Provided text section start

A bit more than a year ago, Gagne was spending a rare afternoon in her North Hollywood warehouse when Calvert and a colleague walked in, looking for a gift for Glendale’s retiring fire captain. She wasn’t technically open and didn’t do many sales out of the warehouse, but this visit gave her the boost she needed to expand. “They bought a few things, and Bradley told me about [the Artsakh Creative retail pop-up pilot program] and I drove by it the next day,” she said. She told Calvert the Paseo was an amazing location and asked about the rent. “He said: ‘It’s free.’” Her response: “Are you kidding?”

The 900-square-foot space stocks about 800 SKUs from Gagne’s gift line and from fellow women entrepreneurs. She plans to expand the store’s hours to six days a week for the holiday shopping season, saying the brick-and-mortar foray has been both successful and singular. “It’s a great way to drive foot traffic into something that’s not The Americana,” she said. “Artsakh is more homey, and it has a totally different, more community-oriented vibe. Glendale’s doing a great job making it into an art hub. They want local traffic and it’s not just about the big-box stores.”

Provided text section end
Supplied material section start

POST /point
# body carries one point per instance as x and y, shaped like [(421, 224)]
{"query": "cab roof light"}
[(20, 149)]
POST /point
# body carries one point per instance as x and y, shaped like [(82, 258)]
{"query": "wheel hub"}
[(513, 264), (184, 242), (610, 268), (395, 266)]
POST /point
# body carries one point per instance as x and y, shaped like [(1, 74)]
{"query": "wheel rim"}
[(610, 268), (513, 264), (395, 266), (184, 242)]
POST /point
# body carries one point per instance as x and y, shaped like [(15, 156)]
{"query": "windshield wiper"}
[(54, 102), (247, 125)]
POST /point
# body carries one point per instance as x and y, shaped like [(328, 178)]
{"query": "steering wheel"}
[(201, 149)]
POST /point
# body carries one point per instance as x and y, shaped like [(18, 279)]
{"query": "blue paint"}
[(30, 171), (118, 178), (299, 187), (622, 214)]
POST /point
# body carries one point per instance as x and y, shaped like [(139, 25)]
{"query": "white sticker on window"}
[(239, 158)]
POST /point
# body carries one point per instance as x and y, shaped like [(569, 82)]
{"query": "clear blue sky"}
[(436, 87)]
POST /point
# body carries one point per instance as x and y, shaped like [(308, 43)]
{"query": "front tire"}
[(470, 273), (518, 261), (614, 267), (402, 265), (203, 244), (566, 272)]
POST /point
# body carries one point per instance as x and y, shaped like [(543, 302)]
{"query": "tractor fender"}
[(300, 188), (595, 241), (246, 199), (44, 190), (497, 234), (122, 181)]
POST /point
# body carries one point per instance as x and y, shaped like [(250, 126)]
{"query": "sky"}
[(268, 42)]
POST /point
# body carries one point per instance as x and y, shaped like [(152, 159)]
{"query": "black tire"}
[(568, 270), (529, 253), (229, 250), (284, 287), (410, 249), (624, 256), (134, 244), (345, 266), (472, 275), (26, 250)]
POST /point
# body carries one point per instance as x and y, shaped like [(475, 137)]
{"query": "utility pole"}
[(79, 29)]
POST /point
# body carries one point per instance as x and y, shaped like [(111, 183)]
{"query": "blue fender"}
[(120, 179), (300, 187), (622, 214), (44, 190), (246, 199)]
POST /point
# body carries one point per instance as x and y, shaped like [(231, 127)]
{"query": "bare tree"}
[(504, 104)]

Supplied material section end
Supplied material section start

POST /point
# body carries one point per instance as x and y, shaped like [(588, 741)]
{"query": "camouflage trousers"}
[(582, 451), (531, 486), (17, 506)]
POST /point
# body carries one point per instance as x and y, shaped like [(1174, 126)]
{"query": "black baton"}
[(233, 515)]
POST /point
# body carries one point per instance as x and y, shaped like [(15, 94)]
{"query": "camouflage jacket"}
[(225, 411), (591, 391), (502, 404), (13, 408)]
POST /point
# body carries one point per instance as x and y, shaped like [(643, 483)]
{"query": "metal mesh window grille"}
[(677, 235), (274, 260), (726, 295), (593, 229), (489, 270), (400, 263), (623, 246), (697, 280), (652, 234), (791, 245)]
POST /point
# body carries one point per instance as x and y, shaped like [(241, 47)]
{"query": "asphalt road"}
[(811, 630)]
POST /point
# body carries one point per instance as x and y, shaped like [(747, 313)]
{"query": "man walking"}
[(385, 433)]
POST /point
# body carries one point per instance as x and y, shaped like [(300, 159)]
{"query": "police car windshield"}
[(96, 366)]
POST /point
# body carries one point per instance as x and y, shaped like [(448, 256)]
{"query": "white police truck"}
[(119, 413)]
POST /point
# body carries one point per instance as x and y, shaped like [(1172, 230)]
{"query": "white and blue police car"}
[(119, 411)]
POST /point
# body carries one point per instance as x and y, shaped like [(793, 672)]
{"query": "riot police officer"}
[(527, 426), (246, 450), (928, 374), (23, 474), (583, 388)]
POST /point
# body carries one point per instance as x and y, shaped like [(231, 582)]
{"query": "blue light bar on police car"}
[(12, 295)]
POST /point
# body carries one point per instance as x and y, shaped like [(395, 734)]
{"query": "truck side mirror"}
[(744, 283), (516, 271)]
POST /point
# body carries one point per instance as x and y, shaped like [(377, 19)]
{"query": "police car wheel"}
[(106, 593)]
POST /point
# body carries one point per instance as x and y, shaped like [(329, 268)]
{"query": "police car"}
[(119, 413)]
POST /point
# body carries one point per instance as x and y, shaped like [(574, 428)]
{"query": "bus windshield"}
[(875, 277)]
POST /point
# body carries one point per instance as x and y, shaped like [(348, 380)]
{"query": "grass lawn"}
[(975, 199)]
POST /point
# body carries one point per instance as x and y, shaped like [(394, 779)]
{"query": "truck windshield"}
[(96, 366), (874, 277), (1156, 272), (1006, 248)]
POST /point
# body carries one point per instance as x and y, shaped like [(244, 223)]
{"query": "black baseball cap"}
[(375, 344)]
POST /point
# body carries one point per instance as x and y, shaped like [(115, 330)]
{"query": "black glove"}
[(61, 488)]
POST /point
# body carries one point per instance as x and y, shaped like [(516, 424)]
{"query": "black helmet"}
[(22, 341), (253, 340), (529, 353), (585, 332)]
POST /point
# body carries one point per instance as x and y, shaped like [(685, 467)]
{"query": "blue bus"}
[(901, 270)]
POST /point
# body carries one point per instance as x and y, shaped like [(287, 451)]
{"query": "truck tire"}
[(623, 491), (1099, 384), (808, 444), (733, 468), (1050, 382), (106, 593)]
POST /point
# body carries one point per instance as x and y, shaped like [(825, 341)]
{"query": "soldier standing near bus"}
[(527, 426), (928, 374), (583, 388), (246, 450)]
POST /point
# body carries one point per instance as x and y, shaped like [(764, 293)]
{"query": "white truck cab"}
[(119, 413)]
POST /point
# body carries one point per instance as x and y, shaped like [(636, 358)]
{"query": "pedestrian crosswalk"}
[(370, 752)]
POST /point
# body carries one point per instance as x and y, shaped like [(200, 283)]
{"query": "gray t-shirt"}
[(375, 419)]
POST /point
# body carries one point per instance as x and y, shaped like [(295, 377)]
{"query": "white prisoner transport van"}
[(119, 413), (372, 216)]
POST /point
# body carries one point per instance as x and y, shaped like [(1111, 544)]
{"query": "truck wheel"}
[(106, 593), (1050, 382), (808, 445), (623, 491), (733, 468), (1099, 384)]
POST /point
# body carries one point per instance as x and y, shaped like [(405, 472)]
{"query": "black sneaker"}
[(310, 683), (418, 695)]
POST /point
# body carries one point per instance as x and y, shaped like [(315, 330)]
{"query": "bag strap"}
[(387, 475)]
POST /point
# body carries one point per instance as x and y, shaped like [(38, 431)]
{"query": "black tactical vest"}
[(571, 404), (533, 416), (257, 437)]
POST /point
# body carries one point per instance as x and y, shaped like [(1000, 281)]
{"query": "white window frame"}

Supplied material section end

* Exercise prompt
Reproduce the full text above about Gagne's store on the Artsakh Paseo, word for word.

* Response to this task
A bit more than a year ago, Gagne was spending a rare afternoon in her North Hollywood warehouse when Calvert and a colleague walked in, looking for a gift for Glendale’s retiring fire captain. She wasn’t technically open and didn’t do many sales out of the warehouse, but this visit gave her the boost she needed to expand. “They bought a few things, and Bradley told me about [the Artsakh Creative retail pop-up pilot program] and I drove by it the next day,” she said. She told Calvert the Paseo was an amazing location and asked about the rent. “He said: ‘It’s free.’” Her response: “Are you kidding?”

The 900-square-foot space stocks about 800 SKUs from Gagne’s gift line and from fellow women entrepreneurs. She plans to expand the store’s hours to six days a week for the holiday shopping season, saying the brick-and-mortar foray has been both successful and singular. “It’s a great way to drive foot traffic into something that’s not The Americana,” she said. “Artsakh is more homey, and it has a totally different, more community-oriented vibe. Glendale’s doing a great job making it into an art hub. They want local traffic and it’s not just about the big-box stores.”